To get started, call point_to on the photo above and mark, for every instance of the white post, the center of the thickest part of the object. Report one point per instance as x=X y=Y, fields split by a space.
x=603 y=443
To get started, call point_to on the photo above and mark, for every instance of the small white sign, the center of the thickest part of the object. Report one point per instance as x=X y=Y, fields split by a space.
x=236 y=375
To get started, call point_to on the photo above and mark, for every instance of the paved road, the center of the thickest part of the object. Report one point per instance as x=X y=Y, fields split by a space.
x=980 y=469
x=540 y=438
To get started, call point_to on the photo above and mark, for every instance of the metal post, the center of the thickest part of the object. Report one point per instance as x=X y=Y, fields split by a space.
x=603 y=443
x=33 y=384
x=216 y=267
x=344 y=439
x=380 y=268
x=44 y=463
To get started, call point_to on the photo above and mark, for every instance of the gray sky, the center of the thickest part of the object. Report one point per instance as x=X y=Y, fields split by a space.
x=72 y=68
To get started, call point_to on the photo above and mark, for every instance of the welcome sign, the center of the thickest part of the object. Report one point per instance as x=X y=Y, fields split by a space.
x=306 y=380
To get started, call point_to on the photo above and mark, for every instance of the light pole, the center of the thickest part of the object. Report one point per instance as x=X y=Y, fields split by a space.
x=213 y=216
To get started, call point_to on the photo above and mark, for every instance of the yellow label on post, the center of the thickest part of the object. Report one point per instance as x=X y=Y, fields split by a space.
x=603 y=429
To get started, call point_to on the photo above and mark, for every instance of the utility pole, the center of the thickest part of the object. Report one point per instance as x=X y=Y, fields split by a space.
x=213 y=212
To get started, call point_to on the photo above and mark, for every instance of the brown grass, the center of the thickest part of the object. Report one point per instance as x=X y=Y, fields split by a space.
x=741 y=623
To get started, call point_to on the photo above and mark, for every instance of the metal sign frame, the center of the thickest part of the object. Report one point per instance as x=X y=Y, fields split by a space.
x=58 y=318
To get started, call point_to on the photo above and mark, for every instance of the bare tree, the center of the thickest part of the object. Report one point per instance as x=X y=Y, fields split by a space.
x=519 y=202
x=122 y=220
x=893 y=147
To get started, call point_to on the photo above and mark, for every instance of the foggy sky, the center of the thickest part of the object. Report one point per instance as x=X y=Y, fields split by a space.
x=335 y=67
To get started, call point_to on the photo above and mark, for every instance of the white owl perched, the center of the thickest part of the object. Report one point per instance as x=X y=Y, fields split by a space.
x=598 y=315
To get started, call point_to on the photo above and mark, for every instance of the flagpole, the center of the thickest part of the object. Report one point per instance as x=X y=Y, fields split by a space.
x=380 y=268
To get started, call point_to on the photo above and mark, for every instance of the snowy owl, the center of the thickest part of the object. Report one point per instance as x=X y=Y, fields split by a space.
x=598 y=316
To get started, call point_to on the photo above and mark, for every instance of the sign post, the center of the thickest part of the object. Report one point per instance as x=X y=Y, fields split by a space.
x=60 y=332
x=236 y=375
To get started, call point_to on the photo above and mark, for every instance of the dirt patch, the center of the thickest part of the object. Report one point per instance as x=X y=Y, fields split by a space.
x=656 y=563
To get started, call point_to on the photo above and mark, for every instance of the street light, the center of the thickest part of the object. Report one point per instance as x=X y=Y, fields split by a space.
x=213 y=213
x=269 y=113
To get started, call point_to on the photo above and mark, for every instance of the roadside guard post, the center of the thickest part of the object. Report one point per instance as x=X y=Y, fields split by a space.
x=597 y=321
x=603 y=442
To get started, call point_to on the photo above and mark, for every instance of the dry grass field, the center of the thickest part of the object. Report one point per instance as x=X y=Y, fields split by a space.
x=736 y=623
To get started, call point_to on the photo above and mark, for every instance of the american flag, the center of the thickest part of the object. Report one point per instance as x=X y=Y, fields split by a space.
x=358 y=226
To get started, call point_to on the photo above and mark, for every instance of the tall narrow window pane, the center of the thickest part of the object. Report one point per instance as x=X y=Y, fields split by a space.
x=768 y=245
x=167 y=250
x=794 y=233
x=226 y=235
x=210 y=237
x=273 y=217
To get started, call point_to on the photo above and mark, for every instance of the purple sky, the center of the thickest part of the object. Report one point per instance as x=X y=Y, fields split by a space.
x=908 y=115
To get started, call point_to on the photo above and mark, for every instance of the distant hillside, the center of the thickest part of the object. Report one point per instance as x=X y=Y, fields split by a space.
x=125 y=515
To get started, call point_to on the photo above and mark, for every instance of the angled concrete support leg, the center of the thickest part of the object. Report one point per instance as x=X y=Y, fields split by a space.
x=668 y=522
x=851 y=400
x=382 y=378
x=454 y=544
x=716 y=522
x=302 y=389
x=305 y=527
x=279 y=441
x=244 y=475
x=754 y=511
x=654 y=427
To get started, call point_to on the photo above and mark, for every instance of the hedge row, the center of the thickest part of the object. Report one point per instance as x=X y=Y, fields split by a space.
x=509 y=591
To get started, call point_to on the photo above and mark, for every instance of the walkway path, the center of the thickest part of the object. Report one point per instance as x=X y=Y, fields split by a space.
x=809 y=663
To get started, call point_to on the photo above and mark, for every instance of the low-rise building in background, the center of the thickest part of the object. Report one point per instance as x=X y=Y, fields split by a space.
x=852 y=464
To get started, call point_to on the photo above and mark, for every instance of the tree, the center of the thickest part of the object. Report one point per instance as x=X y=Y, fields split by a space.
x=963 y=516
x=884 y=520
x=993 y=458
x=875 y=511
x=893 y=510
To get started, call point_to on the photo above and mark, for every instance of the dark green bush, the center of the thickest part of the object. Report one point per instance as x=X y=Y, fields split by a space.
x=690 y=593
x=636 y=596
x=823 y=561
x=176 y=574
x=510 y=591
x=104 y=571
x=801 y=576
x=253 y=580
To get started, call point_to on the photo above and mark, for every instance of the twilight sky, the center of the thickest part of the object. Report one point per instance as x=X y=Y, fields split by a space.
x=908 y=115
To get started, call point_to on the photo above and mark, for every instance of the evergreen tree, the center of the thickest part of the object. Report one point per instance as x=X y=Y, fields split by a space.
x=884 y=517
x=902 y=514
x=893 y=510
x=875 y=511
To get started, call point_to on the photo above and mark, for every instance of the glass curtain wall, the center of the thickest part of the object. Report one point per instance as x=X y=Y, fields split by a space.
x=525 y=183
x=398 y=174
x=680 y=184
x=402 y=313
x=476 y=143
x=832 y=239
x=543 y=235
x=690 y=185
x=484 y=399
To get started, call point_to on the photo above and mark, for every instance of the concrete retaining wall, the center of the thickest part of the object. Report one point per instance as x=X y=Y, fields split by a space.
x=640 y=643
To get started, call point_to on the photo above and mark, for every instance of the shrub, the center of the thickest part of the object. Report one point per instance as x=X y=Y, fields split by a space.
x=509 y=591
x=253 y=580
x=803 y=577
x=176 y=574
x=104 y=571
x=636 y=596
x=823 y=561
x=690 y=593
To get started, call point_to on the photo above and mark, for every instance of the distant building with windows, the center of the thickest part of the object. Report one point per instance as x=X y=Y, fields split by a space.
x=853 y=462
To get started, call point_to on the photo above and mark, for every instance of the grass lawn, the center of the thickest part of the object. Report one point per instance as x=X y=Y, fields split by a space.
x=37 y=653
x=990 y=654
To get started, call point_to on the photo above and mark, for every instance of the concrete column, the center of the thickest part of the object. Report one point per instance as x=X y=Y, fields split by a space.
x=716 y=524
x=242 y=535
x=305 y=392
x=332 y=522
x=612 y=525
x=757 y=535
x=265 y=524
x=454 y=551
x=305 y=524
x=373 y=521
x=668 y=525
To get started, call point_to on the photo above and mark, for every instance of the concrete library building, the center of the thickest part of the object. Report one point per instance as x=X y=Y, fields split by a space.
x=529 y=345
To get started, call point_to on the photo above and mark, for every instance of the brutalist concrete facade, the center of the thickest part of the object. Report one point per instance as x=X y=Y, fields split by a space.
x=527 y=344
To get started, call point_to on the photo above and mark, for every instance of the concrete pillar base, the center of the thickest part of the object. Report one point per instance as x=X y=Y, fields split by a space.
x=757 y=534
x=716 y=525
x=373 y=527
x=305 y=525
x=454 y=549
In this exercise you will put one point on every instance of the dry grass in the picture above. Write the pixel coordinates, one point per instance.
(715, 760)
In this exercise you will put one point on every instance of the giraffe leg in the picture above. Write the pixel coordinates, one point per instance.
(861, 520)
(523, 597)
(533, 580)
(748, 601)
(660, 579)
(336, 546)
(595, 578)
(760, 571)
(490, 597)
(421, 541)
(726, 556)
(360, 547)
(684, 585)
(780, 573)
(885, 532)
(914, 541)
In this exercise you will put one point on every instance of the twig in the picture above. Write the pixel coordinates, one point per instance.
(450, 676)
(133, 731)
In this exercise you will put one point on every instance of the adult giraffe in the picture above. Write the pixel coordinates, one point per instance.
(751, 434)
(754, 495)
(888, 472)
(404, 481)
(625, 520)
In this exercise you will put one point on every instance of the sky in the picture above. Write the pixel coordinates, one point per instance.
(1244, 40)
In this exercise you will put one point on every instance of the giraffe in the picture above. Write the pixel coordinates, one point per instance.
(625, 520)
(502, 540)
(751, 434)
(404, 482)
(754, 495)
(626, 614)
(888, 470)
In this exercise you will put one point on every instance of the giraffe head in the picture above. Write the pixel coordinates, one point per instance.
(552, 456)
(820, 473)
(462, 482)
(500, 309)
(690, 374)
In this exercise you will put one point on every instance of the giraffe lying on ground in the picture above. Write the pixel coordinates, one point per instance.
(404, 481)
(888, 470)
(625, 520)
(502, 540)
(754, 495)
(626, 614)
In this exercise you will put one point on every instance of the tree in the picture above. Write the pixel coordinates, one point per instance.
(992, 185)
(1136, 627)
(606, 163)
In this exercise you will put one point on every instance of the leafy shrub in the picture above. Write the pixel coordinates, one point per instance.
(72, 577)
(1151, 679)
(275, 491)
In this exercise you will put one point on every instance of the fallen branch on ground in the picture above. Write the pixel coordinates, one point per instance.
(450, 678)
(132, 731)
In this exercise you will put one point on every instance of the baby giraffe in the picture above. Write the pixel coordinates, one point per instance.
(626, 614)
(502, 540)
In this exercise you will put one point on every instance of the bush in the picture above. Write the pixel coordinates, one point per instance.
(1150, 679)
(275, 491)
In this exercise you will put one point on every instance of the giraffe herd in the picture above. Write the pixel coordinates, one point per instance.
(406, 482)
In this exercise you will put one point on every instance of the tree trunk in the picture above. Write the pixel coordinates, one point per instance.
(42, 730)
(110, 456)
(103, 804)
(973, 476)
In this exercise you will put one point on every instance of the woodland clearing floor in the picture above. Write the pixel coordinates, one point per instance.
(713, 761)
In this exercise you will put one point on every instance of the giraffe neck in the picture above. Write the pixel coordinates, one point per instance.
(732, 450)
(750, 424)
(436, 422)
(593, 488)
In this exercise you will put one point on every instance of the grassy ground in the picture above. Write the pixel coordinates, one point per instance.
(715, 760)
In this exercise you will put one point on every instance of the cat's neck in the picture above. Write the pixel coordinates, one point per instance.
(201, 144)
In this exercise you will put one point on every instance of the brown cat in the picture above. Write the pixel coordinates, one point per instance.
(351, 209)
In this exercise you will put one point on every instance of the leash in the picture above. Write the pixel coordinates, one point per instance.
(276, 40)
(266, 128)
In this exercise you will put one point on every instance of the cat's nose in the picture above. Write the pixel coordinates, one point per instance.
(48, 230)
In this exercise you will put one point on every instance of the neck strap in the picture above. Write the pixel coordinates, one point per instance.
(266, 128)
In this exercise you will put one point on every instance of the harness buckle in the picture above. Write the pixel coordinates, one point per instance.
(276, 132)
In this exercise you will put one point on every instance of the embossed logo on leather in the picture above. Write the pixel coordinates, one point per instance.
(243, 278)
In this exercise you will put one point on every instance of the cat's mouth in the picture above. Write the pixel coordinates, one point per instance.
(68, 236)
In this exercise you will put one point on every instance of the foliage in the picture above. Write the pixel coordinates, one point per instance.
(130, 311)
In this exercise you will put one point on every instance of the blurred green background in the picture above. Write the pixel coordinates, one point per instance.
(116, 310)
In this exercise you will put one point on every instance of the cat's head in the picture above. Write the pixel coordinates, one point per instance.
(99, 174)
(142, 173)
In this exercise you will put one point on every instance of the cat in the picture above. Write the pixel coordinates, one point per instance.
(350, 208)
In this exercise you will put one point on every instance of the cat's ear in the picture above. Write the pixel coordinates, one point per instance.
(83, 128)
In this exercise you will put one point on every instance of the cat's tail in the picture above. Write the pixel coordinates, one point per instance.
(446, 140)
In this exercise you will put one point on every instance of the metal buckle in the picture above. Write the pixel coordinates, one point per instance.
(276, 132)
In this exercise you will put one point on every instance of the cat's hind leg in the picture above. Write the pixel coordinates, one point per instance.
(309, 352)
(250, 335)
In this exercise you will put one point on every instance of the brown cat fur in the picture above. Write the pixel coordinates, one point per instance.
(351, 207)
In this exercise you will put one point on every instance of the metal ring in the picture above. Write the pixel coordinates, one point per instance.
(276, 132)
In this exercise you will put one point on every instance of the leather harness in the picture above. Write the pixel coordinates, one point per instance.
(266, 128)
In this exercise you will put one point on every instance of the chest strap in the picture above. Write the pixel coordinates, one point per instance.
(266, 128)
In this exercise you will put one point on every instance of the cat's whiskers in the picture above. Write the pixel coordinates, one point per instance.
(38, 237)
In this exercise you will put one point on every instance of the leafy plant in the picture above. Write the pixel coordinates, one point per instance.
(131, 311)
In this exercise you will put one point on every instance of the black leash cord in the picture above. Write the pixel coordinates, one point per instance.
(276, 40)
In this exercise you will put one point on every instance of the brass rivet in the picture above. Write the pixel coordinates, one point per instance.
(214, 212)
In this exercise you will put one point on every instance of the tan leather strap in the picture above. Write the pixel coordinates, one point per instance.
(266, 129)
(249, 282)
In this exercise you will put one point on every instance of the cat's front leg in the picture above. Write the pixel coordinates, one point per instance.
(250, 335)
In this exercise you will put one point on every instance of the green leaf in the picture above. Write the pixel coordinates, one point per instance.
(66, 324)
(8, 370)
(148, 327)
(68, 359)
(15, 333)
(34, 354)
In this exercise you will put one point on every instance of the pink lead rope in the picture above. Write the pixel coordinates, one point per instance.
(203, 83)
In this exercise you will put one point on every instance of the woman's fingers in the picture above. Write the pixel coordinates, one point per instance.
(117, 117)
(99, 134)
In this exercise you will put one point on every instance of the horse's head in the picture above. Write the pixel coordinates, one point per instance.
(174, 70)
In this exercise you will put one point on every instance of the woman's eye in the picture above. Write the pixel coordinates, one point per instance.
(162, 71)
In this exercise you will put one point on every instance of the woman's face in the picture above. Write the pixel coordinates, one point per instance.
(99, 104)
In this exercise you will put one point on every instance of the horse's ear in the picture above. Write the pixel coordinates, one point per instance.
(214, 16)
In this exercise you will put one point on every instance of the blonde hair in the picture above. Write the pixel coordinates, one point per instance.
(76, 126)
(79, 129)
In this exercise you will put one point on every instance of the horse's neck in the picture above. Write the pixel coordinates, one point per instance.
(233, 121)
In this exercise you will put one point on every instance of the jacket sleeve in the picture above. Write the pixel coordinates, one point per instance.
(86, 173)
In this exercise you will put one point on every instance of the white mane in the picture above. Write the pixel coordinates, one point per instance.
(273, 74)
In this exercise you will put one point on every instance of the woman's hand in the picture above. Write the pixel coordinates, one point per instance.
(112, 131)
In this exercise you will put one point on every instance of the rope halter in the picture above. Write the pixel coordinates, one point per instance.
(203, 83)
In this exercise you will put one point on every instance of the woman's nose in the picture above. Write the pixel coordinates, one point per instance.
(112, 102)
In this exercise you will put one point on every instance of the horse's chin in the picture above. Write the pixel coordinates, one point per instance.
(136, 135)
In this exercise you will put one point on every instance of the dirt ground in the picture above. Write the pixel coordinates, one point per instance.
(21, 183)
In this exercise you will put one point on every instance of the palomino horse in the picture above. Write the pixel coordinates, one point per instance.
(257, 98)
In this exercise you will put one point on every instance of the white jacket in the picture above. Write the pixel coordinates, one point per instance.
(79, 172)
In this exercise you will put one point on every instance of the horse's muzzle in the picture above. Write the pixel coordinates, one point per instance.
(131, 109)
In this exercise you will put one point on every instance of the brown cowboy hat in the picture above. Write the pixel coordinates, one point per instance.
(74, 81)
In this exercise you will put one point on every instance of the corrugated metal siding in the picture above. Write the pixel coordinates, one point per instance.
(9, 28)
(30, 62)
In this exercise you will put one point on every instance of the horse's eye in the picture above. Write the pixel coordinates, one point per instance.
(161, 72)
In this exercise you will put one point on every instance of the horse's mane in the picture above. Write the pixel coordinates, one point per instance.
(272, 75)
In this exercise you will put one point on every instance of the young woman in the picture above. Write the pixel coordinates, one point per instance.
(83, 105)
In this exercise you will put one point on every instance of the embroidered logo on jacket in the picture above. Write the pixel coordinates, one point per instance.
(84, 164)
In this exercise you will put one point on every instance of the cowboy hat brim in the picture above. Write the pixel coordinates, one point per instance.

- - -

**Your instructions**
The lines from the one with "of the palomino" through the end of the data above are to be set down exactly, with both boundary lines included and no other lines.

**Your response**
In this exercise you will put one point on every instance of the palomino horse in the picture above. Write the pixel coordinates, one point per instance.
(257, 98)
In this exercise you will put one point on every instance of the white jacket in the picture above. Write the pixel coordinates, one point per instance.
(79, 172)
In this exercise you will put one point on every instance of the horse's muzzle in the picture above. Write the pixel coordinates, one point per instance.
(131, 109)
In this exercise you will put one point on every instance of the brown cowboy hat in the picture above. Write the pixel coordinates, one point per instance.
(74, 81)
In this exercise you will put one point on every instance of the corrugated metal siding in the picture above. Write the pixel coordinates, one point per instance.
(9, 28)
(30, 62)
In this exercise you will put one point on every instance of the horse's eye in the picture above. Write the pixel coordinates, one point per instance.
(161, 72)
In this exercise you will put one point on every instance of the horse's mane in the picture above. Write the pixel coordinates, one point per instance.
(272, 75)
In this exercise you will put one point on every instance of the young woman in the picture above. Write the pixel coordinates, one point per instance.
(83, 105)
In this exercise you will put one point on every instance of the embroidered logo on jacket in the picture above. Write the pixel coordinates, one point per instance.
(84, 164)
In this exercise you will put one point on every instance of the cowboy hat brim in the picture above. Write the pixel coordinates, one point per instance.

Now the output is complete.